Куда же летит наша стрела? 6

      Но "презренные" схоласты не только показали в каких истинных отношениях состоит конечное и бесконечное в нашем познании, но и предупредили нас заранее, что если не будет вот так: если бесконечность не будет даваться нам сразу же, чтобы затем идти к уже данному, то нет и никакого достоверного знания, то есть если она не дана нам сразу, то она не дана нам никогда. Потому что без "сразу же данной нам бесконечности", наш удел - лишь вечное приближение к ней - никогда не заканчивающееся и монотонно дурное, как у Зенона, которое естественно никто не проводит, и которое в итоге заменяется "вероятностью" или большей или меньшей степенью приближённости.
      "В силу того, что, [если знание понималось бы исходя] из традиционных пред-посылок, ему суждено было бы оставаться препорученным некоторой смутно понятой вероятности".
       Или через иное выражение того же самого: " Ибо это мнение учит, что Бог как-то может познать посредством догадок, что сделала бы свободная причина, если бы она была конституирована в таких-то обстоятельствах при тех или иных условиях, однако, Он не может познать это достоверным и безошибочным знанием, а потому, хотя Бог и может выносить суждение о том, что в итоге сбылось бы с большей вероятностью или с большим правдоподобием, но все же Он не может выносить об этом окончательного суждения».

ЗАДАНИЯ>
a) Согласно отрывку о схоластах и бесконечности, что остается нам, если бесконечность не дана сразу?
b) Напишите продолжение отрывка о схоластах и бесконечности, начав сразу после его последнего предложения.

МАТЕРИАЛ>

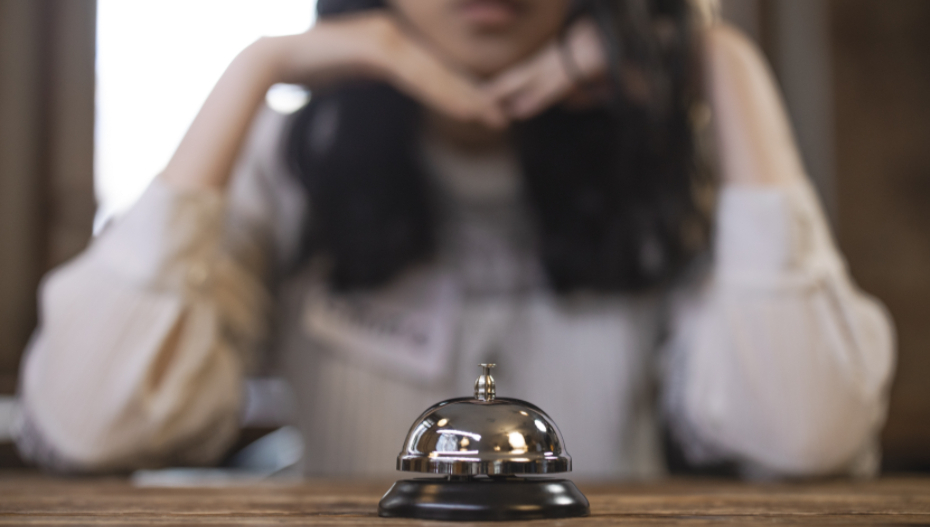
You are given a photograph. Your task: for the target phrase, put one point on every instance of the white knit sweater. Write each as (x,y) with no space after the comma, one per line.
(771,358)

---

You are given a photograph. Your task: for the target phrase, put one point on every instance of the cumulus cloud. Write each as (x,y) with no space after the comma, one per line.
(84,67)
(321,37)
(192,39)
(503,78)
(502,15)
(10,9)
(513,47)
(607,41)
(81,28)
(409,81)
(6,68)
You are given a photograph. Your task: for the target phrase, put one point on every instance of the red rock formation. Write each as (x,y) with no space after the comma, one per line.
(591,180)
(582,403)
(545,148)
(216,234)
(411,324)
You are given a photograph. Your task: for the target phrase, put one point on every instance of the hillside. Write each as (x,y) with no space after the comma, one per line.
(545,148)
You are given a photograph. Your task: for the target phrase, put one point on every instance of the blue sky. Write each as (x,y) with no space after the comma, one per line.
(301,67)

---

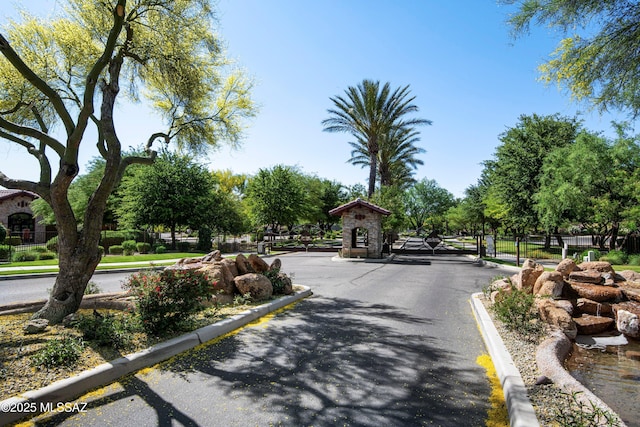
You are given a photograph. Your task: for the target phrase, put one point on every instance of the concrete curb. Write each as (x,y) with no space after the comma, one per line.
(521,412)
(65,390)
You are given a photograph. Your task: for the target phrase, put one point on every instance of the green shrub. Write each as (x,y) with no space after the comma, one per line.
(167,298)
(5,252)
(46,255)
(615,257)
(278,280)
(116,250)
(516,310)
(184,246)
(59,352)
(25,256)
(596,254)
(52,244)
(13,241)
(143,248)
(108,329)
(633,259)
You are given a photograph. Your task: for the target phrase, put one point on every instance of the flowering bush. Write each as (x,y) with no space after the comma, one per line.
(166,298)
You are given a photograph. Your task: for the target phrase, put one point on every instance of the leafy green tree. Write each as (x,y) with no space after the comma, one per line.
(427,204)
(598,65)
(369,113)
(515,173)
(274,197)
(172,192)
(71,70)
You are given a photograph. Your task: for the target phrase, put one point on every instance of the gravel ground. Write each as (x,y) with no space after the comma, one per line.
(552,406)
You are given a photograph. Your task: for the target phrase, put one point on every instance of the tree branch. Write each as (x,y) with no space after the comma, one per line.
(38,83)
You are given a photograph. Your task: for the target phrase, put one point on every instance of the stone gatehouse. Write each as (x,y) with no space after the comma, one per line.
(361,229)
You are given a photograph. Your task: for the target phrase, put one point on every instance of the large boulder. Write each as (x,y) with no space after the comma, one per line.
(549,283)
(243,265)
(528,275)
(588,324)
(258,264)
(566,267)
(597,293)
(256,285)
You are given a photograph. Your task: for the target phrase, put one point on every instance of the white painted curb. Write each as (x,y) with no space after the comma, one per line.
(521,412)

ОТВЕТЫ>
a) Лишь вечное приближение к ней, никогда не заканчивающееся и монотонно дурное, как у Зенона.

b)
       Из последнего высказывания достаточно хорошо видно, что дело тут вообще не в Боге, а в человеке. Либо человек догадывается и предполагает, либо он знает. Мы должны чётко сказать здесь: либо-либо. Либо наше последнее и наивернейшее знание всё равно лишь знание с максимальной степенью вероятности, либо мы можем знать абсолютную истину - или просто истину, можно сказать. Или ещё грубее: можем мы в конце концов знать что-то или не можем? Или нас ждёт "вещь в себе" как бесконечность, равнодушная ко всем нашим приближениям и вероятностям?
       И как тут не чертыхнуться и не покачать головой - как в воду глядели... эти схоласты... И отказавшись от первого, мы сейчас вот и сидим по уши во втором. Бросаем свои славные теории и занимаемся приближением в каждом конкретном случае, и замыкаем своды наших законов вероятностными законами, и коронуем повсеместно относительность в любом виде и любом лице.
       Мы избрали второе "либо", и оно ощутимо даёт о себе знать. Это же, второе "либо" сидело и в голове у Зенона, поэтому предок совпал тут видимо со своими потомками и связь была установлена.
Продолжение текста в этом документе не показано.